**Tasks**.
A) In the enrichment visualization text below, duplicate the stretch from "Features and Chart" through "Color mapping column." word for word.
B) Name every parameter the enrichment visualization text below gives for the dot plot.

**Text shown**.

This module is used to visualize the results of enrichment analysis.

Input File Formats

A. TSV Result File

  • Usually generated by the enrichment analysis module, or follows a general enrichment analysis result format.
  • Required Columns (automatically identified, can also be manually specified):
    • Term/Pathway Name
    • P-value or Adjusted P-value (used for color mapping)
    • Count/Size (used for dot size)
    • NES (used for GSEA result display)

B. Pickle (.pkl) File

  • GSEA result object file generated by the enrichment analysis module.

Features and Chart Types

1. Dot Plot

  • Usage: Display enriched pathways and their significance.
  • Parameters:
    • Column: Numerical column mapped to dot size or color.
    • X/Group: X-axis grouping.
    • Hue: Color mapping column.
    • Threshold: Filter out non-significant pathways.
    • Style: Adjustable dot size scaling, shape, color map (Colormap).

**Provided records**.

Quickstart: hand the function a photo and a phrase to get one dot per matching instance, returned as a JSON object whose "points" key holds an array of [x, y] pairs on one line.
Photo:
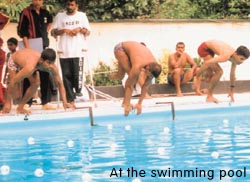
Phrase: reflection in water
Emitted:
{"points": [[150, 143]]}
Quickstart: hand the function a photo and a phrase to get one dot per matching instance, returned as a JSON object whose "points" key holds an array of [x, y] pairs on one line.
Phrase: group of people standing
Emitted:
{"points": [[134, 59], [72, 27]]}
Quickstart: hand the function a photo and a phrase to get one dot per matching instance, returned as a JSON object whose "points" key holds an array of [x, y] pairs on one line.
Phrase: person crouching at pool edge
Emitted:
{"points": [[29, 61], [207, 51], [135, 59]]}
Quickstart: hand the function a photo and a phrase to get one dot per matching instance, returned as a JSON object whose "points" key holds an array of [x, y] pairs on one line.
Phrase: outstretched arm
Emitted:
{"points": [[144, 90], [129, 86], [232, 82], [60, 85]]}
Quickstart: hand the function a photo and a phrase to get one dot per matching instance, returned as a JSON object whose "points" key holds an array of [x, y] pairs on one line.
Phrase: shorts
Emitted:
{"points": [[12, 65], [119, 47], [204, 51], [169, 78]]}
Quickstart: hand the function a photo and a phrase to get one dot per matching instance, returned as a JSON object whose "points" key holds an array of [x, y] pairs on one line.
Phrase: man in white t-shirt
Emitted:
{"points": [[72, 27]]}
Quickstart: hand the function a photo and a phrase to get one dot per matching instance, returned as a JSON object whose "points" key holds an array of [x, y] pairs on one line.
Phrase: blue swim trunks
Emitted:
{"points": [[170, 79]]}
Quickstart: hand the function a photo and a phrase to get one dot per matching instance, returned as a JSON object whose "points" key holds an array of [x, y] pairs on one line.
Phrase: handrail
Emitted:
{"points": [[90, 113], [172, 107]]}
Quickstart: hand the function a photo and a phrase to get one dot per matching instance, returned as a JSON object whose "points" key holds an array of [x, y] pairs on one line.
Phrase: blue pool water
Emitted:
{"points": [[200, 145]]}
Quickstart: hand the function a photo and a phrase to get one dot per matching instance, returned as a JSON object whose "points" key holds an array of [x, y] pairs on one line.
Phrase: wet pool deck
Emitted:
{"points": [[109, 107]]}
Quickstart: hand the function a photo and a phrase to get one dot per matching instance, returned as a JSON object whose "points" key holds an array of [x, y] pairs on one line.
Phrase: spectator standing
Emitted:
{"points": [[177, 74], [35, 22], [72, 27], [2, 60], [9, 74]]}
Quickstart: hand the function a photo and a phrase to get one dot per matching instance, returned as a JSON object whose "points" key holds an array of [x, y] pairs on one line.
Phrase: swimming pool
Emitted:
{"points": [[200, 145]]}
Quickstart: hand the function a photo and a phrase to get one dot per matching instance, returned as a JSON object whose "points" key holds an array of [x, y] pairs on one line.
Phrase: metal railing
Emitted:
{"points": [[172, 107]]}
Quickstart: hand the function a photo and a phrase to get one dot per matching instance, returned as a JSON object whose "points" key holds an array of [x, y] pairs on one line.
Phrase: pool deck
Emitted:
{"points": [[113, 107]]}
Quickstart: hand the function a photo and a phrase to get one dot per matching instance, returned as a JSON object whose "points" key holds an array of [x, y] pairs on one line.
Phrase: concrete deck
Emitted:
{"points": [[109, 107]]}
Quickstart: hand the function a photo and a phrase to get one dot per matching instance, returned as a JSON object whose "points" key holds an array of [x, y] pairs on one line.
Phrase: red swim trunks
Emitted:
{"points": [[203, 50]]}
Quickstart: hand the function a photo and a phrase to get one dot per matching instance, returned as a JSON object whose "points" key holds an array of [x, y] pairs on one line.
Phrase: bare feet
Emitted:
{"points": [[21, 110], [147, 96], [201, 92], [6, 109], [212, 99], [71, 105], [179, 94]]}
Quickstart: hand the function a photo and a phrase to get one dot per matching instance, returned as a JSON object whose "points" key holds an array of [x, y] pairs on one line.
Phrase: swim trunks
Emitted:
{"points": [[169, 78], [119, 47], [204, 51], [12, 65]]}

**Solutions to the problems**.
A)
Features and Chart Types

1. Dot Plot

  • Usage: Display enriched pathways and their significance.
  • Parameters:
    • Column: Numerical column mapped to dot size or color.
    • X/Group: X-axis grouping.
    • Hue: Color mapping column.

B)
Column
X/Group
Hue
Threshold
Style